**Document passage:**
-- begin --

Note that you cannot get a flush or a straight. Also observe that the three cards you discarded all had distinct numbers, otherwise you would have had two pair.

Let us assume that there are no other players, so that there are $47$ cards remaining. (If there are other players, you need to do essentially the following for each possible hand they're dealt, then sum over all of their possible hands times the probability of those hands. Probably intractable by hand.) Fix the hand you were dealt. We count the number of ways of being dealt each of the preceding possibilities.

  • Think about picking two worthless cards. You can't pick the number you've been dealt, so you have $45$ options for the first. For the second, you can no longer pick the same number as the first, or you'd be dealt two pair, so you have $45 - 3 = 42$ options for the second. Now divide by $2$ (you double-counted each pair of cards). Now there are $2$ ways of picking a third card of the number of the pair you've been dealt, so there are $$\frac{45\cdot 42}{2}2=45\cdot 42$$ hands ways of getting three of a kind.

-- end --

**Information given:**
-- begin --

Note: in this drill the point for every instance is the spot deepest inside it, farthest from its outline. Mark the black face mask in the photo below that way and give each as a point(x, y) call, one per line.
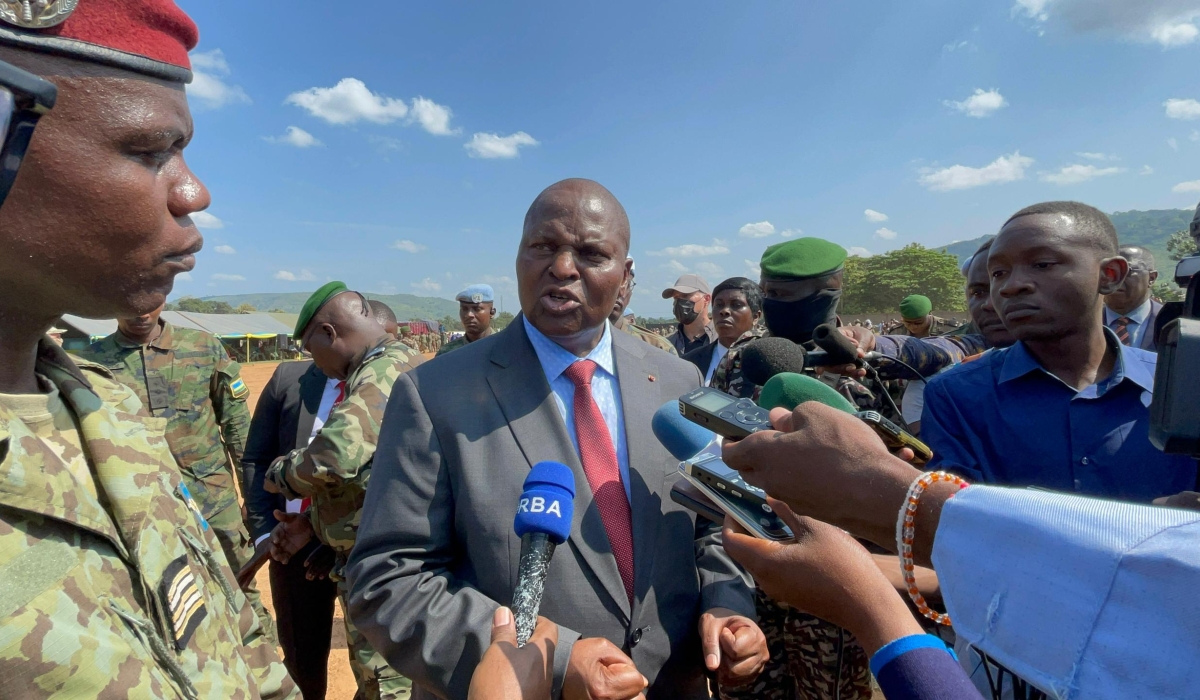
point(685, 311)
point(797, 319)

-- end --
-- begin --

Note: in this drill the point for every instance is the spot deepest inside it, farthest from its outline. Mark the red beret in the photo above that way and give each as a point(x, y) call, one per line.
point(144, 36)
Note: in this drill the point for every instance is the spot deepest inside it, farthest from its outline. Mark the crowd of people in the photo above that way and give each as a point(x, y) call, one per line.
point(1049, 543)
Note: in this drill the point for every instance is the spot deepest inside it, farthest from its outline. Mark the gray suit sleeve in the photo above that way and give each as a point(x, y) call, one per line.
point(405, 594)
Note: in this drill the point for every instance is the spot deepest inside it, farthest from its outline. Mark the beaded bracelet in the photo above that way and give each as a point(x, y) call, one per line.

-- end --
-- begin --

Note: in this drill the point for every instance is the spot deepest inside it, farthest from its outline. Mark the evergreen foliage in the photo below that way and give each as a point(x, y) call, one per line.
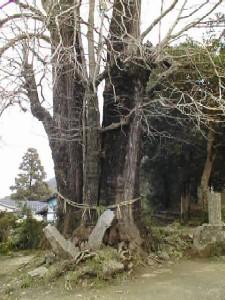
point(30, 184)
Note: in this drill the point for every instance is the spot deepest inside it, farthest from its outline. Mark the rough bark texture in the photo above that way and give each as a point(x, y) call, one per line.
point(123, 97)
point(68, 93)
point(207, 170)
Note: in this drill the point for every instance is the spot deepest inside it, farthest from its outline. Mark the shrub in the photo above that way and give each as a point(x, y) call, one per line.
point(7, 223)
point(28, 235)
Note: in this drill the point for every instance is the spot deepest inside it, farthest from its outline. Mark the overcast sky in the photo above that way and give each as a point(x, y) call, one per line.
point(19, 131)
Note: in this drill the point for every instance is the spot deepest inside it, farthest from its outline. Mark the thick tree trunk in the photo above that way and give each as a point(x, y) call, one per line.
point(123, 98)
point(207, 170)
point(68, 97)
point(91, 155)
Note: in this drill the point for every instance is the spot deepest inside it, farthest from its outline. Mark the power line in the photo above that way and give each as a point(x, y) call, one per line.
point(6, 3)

-- end --

**To do:**
Reproduce the poker probability passage word for word, in full. The lines were drawn from a separate source.

**Expected answer:**
Note that you cannot get a flush or a straight. Also observe that the three cards you discarded all had distinct numbers, otherwise you would have had two pair.

Let us assume that there are no other players, so that there are $47$ cards remaining. (If there are other players, you need to do essentially the following for each possible hand they're dealt, then sum over all of their possible hands times the probability of those hands. Probably intractable by hand.) Fix the hand you were dealt. We count the number of ways of being dealt each of the preceding possibilities.

  • Think about picking two worthless cards. You can't pick the number you've been dealt, so you have $45$ options for the first. For the second, you can no longer pick the same number as the first, or you'd be dealt two pair, so you have $45 - 3 = 42$ options for the second. Now divide by $2$ (you double-counted each pair of cards). Now there are $2$ ways of picking a third card of the number of the pair you've been dealt, so there are $$\frac{45\cdot 42}{2}2=45\cdot 42$$ hands ways of getting three of a kind.